- [読む文章]

+-------+

家斉が女を信用出来なくなる気持ちは分かる。
だが御台様を嘘吐きにさせたのは自身が不甲斐無かったからなのに。
代々仕えてきた阿部家の歴史も知らず
身代わりとは大袈裟な、と言ってしまうところも残念だ。
祥子様の賢さとの対比とは言え。

伊兵衛さんの息子さんの描写は嬉しいが
その弟子の新之助の境遇があまりに不憫。
その分、正弘との出会いがほっとする。
疲れた時に頭の良い人と話したくなる正弘の気持ち、
非常によく分かる。

遠山の金さんがちょっと出てくるのも気が効いていて良い。
徳川斉昭のキャラ設定は個人的にイメージ通りに不愉快で豪快な人だった。

祥子様も、父は勿論母親にも恵まれていなくて気の毒過ぎる。
母が守ってくれない上、嫉妬して毒を盛ってくるなど救いようがない。
結婚して家を出るのを希望にしていたのにそれを断たれたとき
どれほど絶望したことか。
家慶が来るという先触れがあったら正弘を呼ぶことしか対処が出来ないものだろうか。口惜しい。

+-------+

- [やること A] 下の記録から、「Locate」という語を含む行をすべて抜き出してください。大文字と小文字は区別します。
- [やること B] 上の、家斉や正弘、祥子様が出てくる物語の感想を、最後の文の続きから書き進めてください。

+-------+

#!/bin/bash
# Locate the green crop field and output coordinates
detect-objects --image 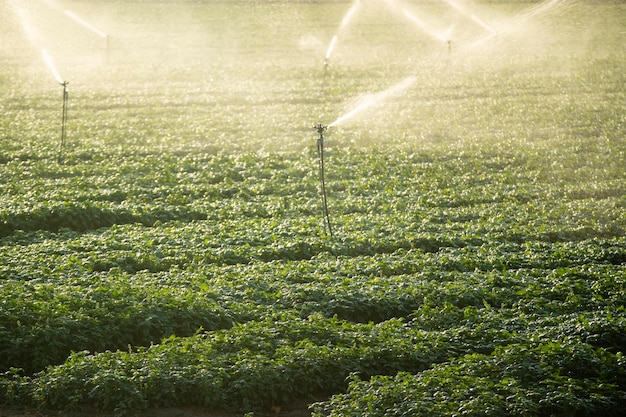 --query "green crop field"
[0,0,626,417]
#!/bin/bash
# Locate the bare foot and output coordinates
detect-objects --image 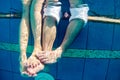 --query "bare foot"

+-------+

- [最終の答え A]
# Locate the green crop field and output coordinates
# Locate the bare foot and output coordinates

- [最終の答え B]
史実の家慶と家定のエピソードからするとだいぶ掛け離れた人物像かと思うが
非常に面白い。
広大院様はお年を召されてもお考えのしっかりされた方のままであることは嬉しいのだが
家慶がすぐ身を引かないところが歯痒い。
それを受けて家定が、カステラを作りながら世間話のついでのように
月に4度あった嫌なことが2度になった、それで十分だ
と正弘に告げるところがあまりにも悲しかった。
流石に正弘でなくとも、これはどうあっても早急になんとかせねばと思うだろう。
両親には恵まれなかったが、家定公がせめて家臣には恵まれていて本当に良かった。
火事をきっかけにしての広大院様の采配も見事だし
史実である火事が見事に織り込まれている。
確かに歴史に残っていることが真実とは限らないのだ。
広大院に言われたにも関わらず
家慶の執着、心底気持ちが悪い。

家慶相手に鯉口が切れる瀧山には惚れ惚れしたし
ここぞというときの流水紋の裃が恰好良かった。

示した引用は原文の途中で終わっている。